Extrait choisi:
--------------------------------
Propriétaires de l’enseigne Alley Kat, Zane Christensen et Cameron French plongent dans l’univers de la bière artisanale.

Trois hommes se tiennent devant de grandes cuves de bière en argent.Le cofondateur d’Alley Kat, Neil Herbst (à gauche), avec les successeurs Zane Christensen et Cameron French (à droite). (Photo Curtis Comeau)

Amis d’enfance, Zane Christensen et Cameron French, tous deux CPA, étaient destinés à s’associer. L’un rêvait de diriger une entreprise du palmarès Fortune 500, l’autre avait la vocation : « J’ai toujours voulu être entrepreneur », confie Cameron French. 

À présent, ils sont propriétaires de la brasserie Alley Kat à Edmonton, l’une des doyennes des brasseries indépendantes de l’Alberta. 

Les deux camarades avaient envisagé diverses pistes et possibilités, du lave-auto aux vins et spiritueux, et puis, ils avaient pris goût aux bières de qualité. Cameron, durant ses études en économie à l’Université Princeton au New Jersey, qui compte plus de 130 brasseries artisanales, et Zane, pendant un stage en Belgique, patrie de la bière, où la tradition brassicole a été inscrite au patrimoine mondial par l’UNESCO.
--------------------------------
Matériel d'exercice:

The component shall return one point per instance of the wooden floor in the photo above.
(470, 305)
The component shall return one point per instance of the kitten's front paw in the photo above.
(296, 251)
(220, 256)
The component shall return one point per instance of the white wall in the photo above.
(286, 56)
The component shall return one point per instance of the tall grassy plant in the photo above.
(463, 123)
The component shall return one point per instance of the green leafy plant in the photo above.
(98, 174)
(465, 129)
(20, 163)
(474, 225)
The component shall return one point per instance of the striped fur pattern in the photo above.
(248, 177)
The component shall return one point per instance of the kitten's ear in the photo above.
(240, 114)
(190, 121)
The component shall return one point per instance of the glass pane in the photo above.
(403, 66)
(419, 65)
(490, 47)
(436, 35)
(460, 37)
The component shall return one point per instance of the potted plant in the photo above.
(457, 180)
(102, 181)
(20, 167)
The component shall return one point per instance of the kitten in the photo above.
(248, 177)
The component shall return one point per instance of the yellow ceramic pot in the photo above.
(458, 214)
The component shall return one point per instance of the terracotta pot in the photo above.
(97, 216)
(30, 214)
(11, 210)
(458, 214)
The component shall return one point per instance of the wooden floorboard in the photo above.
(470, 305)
--------------------------------
Consignes:
A: Traduisez en anglais cette phrase de l'extrait sur la brasserie Alley Kat : « À présent, ils sont propriétaires de la brasserie Alley Kat à Edmonton, l’une des doyennes des brasseries indépendantes de l’Alberta. »
B: Modifiez les lignes de la liste en commençant par celle qui contient « terracotta pot in the photo above. » et en terminant à la fin de la liste : remplacez « wooden floorboard » par « wooden plank » sans rien changer d'autre, puis donnez uniquement ces lignes.

Réponses:
A: They now own the Alley Kat brewery in Edmonton, one of the oldest independent breweries in Alberta.

B:
The component shall return one point per instance of the terracotta pot in the photo above.
(97, 216)
(30, 214)
(11, 210)
(458, 214)
The component shall return one point per instance of the wooden plank in the photo above.
(470, 305)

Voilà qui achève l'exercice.